Present the following data again exactly as it is shown.

··· ENTRIES SUPPLIED ···

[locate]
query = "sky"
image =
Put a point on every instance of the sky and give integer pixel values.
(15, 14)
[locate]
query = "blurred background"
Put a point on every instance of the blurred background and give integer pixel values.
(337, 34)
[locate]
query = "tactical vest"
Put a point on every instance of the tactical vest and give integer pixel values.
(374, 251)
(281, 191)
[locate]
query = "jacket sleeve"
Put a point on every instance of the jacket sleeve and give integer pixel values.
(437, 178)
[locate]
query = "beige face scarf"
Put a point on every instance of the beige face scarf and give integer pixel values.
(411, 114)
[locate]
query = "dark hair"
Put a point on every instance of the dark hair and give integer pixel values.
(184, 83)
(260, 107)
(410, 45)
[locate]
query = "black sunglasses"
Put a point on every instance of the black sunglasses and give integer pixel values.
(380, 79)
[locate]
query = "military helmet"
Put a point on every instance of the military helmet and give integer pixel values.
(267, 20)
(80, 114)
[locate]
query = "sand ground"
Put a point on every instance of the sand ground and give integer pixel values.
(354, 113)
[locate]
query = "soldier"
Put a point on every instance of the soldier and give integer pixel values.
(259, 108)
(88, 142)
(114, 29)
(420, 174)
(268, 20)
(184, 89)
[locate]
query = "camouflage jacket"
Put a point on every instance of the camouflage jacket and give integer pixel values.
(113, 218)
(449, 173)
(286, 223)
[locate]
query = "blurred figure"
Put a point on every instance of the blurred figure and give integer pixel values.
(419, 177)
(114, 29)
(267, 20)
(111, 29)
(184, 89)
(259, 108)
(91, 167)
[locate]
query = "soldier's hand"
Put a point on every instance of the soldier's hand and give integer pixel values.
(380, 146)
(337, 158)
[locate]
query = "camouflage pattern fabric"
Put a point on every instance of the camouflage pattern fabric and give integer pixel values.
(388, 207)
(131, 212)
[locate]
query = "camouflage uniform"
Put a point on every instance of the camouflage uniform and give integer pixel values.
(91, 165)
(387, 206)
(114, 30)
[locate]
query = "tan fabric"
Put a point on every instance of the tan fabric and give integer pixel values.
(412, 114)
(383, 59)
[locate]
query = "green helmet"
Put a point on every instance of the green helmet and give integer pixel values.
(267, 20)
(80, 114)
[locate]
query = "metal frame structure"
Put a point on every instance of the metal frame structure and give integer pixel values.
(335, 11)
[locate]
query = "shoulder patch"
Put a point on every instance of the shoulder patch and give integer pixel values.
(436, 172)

···

EXERCISE ANSWER ▸
[locate]
query = "sky"
image =
Put a point on every instance of the sky and give integer pixel values.
(15, 14)
[locate]
query = "blurred background"
Put a point on every instance of the blurred background and give integer pixel values.
(337, 34)
[locate]
query = "tactical vest"
Put a point on every instance of the tactical vest and give integer pixel values.
(374, 251)
(281, 191)
[locate]
query = "jacket sleeve"
Put a point on every instance of the jacket sleeve and give integer pixel values.
(437, 178)
[locate]
query = "beige face scarf"
Put a point on every instance of the beige face scarf and give integer pixel values.
(411, 114)
[locate]
query = "dark hair"
Put a point on every instance of the dark hair and give integer pixel values.
(184, 83)
(260, 107)
(410, 45)
[locate]
query = "black sunglasses"
Put a point on every instance of the black sunglasses and give integer pixel values.
(380, 79)
[locate]
query = "military helmet"
Put a point on every instance of the military helmet and give integer pixel values.
(267, 20)
(80, 114)
[locate]
query = "sand ground"
Put a point on every instance of the sand ground and give integer pixel values.
(354, 113)
[locate]
query = "soldier"
Put a point on every instance of the soldier and give integer pixel values.
(259, 108)
(88, 142)
(114, 29)
(420, 174)
(268, 20)
(184, 89)
[locate]
query = "camouflage jacket"
Put a point on every instance of the camouflage jacket and give integer pixel values.
(113, 218)
(449, 173)
(286, 223)
[locate]
query = "blurred figure"
Put a point on every instance of the blurred figure and give integer pixel values.
(419, 177)
(114, 29)
(267, 20)
(111, 29)
(184, 89)
(259, 108)
(91, 167)
[locate]
query = "soldier's hand"
Put a point on every instance of the soldier's hand and give integer pixel values.
(380, 146)
(337, 158)
[locate]
query = "camouflage pattern fabric"
Put a point on every instance of the camouflage pattern fabric and give integer pixel values.
(388, 207)
(131, 212)
[locate]
query = "camouflage uniform"
Put a point on every instance of the camouflage uniform and give integer pixel values.
(91, 165)
(387, 206)
(114, 30)
[locate]
query = "tan fabric"
Put a point on every instance of the tan fabric and give integer pixel values.
(412, 114)
(383, 59)
[locate]
query = "green helmet"
Put a point on every instance of the green helmet and give integer pixel values.
(267, 20)
(80, 114)
[locate]
query = "metal frame structure"
Put a point on every instance of the metal frame structure and give integer pixel values.
(335, 11)
[locate]
query = "shoulder patch"
Put a point on every instance of the shoulder patch and give integer pixel values.
(436, 172)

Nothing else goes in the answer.